== Teks Sumber

MEMOTONEWS - Seperti diketahui Wilayah Barat Kabupaten Banjarnegara memiliki kekayaan cagar budaya tinggalan kolonial Belanda.
Oleh karenanya Tim Ahli Cagar Budaya (TACB) mengebut kajiannya sebagai referensi dalam menetapkan beberapa situs yang ada di sana.
Bahkan pada, Sabtu (28/9/2024), TACB Banjarnegara yang terdiri dari lima anggota melakukan observasi di empat tempat berbeda. Pertama mereka mengunjungi SDN 1 Klampok. Di tempat tersebut terdapat dua gedung tinggalan era kolonial berupa ruang kelas dan sebuah aula.
Ketua TACB Banjarnegara Heni Purwono mengatakan bahwa gedung tersebut kuat diduga merupakan bekas gedung Europe Leger School (ELS) atau sekolah dasar untuk anak-anak Eropa.
"Selain dua gedung SD, di sebelahnya, gedung Korwil Dindikpora Kecamatan Purwareja Klampok juga saya tinjau tinggalan kolonial. Pasti terkait dengan keberadaan Pabrik Gula Klampok karena saat itu banyak orang Belanda yang tinggal di Klampok," jelas Heni.
Kepala SDN 1 Klampok Dwi Yeni sangat mendukung upaya TACB untuk menetapkan sekolahnya menjadi cagar budaya.
"Kami sudah menanti-nantikan kedatangan TACB ke sini. Kami ingin siswa kami memahami bahwa sekolahnya memiliki nilai sejarah yang tinggi. Semoga dengan kajian ini segera menjadikan sekolah kami ditetapkan sebagai cagar budaya," harap Dwi.
Setelah itu, tim melanjutkan observasi ke kawasan situs Kawedanan Purwareja Klampok.

====

*Ketentuan Tugas*
Lanjutkan berita di atas tentang kajian cagar budaya kolonial di Banjarnegara, dimulai setelah kalimat terakhirnya.

== Daftar Entri

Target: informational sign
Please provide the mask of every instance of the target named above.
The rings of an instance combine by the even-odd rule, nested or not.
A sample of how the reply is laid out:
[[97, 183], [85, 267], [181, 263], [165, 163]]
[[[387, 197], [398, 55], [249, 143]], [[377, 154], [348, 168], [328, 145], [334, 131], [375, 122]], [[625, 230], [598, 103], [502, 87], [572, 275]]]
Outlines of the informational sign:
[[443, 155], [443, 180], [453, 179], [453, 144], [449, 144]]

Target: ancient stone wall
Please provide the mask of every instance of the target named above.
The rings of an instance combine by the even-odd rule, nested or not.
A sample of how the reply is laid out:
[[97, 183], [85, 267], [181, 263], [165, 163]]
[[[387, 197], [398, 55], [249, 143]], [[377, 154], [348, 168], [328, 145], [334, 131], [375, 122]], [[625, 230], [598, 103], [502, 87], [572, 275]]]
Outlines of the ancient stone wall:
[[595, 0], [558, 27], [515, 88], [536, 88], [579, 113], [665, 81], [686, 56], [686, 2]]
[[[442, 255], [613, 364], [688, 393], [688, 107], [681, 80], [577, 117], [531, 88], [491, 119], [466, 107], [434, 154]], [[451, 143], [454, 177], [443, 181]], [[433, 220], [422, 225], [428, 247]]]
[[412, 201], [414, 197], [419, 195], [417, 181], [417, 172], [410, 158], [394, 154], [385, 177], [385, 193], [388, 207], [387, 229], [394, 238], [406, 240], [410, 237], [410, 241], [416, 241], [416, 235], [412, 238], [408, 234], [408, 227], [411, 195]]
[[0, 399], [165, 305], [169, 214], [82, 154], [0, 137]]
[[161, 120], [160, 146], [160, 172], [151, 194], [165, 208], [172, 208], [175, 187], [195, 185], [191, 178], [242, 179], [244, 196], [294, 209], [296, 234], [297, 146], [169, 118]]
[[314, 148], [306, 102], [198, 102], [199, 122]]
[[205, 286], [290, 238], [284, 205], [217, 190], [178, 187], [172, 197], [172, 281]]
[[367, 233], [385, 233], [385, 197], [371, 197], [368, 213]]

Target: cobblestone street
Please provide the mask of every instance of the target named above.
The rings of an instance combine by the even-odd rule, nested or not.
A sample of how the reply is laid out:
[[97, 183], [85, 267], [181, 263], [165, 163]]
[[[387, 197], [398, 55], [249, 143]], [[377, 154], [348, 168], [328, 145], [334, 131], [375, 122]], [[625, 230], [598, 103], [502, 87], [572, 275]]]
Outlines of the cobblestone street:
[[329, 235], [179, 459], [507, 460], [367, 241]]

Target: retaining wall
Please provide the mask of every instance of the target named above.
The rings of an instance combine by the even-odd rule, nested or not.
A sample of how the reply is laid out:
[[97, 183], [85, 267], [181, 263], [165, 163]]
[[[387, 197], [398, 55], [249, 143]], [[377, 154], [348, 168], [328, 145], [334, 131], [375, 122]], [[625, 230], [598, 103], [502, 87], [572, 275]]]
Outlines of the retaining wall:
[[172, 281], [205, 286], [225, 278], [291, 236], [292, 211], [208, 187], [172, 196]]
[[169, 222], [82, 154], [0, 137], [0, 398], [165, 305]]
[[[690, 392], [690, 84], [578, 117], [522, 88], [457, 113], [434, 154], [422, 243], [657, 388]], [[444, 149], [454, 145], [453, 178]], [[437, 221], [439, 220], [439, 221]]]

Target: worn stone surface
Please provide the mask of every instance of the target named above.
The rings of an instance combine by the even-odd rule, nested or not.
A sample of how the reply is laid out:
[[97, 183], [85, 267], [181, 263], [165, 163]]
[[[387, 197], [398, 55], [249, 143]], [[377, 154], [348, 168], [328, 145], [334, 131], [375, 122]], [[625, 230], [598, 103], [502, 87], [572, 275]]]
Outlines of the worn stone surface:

====

*Jawaban Soal*
Di sana terdapat pendopo, rumah dinas dan perkantoran Wedana Klampok, jabatan setingkat lebih tinggi daripada Camat namun lebih rendah daripada Bupati.
Bangunan bergaya khas kolonial tersebut masih terawat dengan baik, bahkan pernah direhab oleh Pemkab Banjarnegara.
Dari kawasan Kawedanan, tim menuju ke masjid agung At Taqwa yang telah berubah nama menjadi masjid KH Hasan Besari.
Menurut Kepala Desa Gumelem Kulon Arief Machbub masjid tersebut dibangun tahun 1559.
"Konon masjid ini dibangun sejaman dengan masjid Nur Sulaiman Banyumas. Arsiteknya Mbah Nurdaiman," jelas Arief.
Anggota TACB Banjarnegara Siti Nurlaela mengungkapkan kemungkinan masjid ini dibangun beberapa tahap.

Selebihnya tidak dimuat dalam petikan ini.